What needs to be done: Copy the Mistral news item starting with "Mistral Unveils Its" and going on through "a vision adapter.", switching "Pixtral 12B" to "Pixtral-12B" wherever it appears.

Passage for review:
--------------------
Mistral Unveils Its First Multimodal AI Model

Why Trust Techopedia
Key Takeaways

  • Mistral's new Pixtral 12B model supports both text and image processing.
  • Pixtral 12B is built on Mistral's previously released Nemo 12B text model that now has the added benefit of a vision adapter.
  • Mistral Pixtral 12B can be downloaded through GitHub and Hugging Face.

Mistral, a French AI startup, has released Pixtral 12B, its first model that can handle both images and text. 

Pixtral 12B is based on Nemo 12B, a text model developed by Mistral. The new model includes a 400-million-parameter vision adapter, allowing users to input images alongside text for tasks such as image captioning, counting objects in an image, and image classification—similar to other multimodal models like Anthropic’s Claude and OpenAI’s GPT-4. Images can be provided either through URLs or encoded via base64.

When processing images, Pixtral 12B divides them into 16 x 16 pixel patches, enabling it to handle high-resolution images more effectively. The model uses 2D RoPE (Rotary Position Embeddings) for the vision encoder, allowing it to better understand spatial relationships within the provided images.

Pixtral 12B features 12 billion parameters that essentially reflect the model’s problem-solving ability. The more parameters, the better the model typically is at solving complex problems. For comparison, GPT-3 has over 175 billion parameters, highlighting that Pixtral 12B still has a long way to go to compete with OpenAI’s more than year-old model.

Mistral Pixtral 12B is available for download via a torrent link on GitHub and Hugging Face. Mistral hasn’t clarified under which license Pixtral 12B is released, but some of Mistral’s previous models were released under Apache 2.0, so it’s possible Pixtral 12B follows the same licensing.

As of now, the model is free to use for research and academic purposes but requires a paid license for commercial use. Additionally, Mistral’s Head of Developer Relations, Sophia Yang, said the model will soon be available for testing on Mistral’s chatbot and API platforms, Le Chat and Le Platform.
--------------------
The data:
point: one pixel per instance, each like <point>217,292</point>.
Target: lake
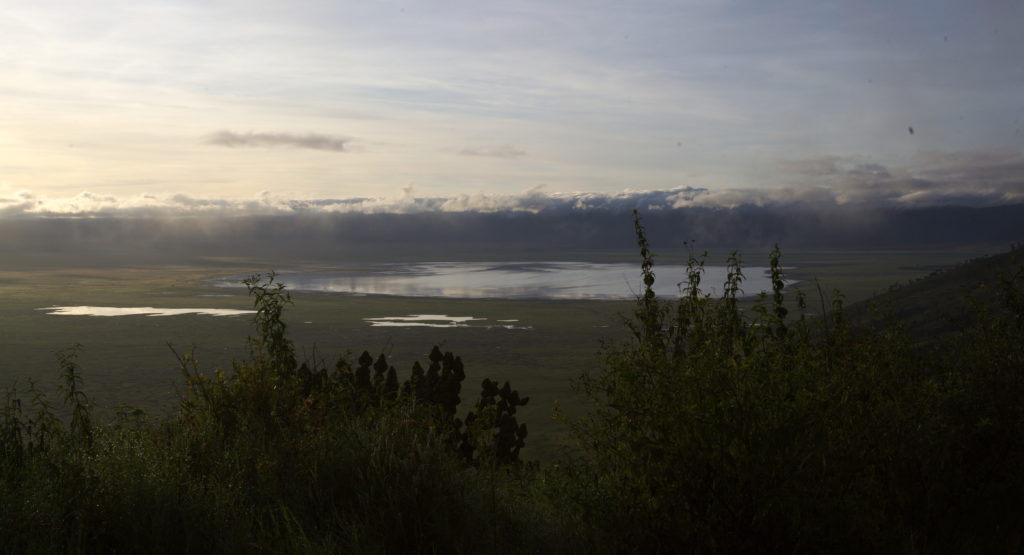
--------------------
Worked solution:
Mistral Unveils Its First Multimodal AI Model

Why Trust Techopedia
Key Takeaways

  • Mistral's new Pixtral-12B model supports both text and image processing.
  • Pixtral-12B is built on Mistral's previously released Nemo 12B text model that now has the added benefit of a vision adapter.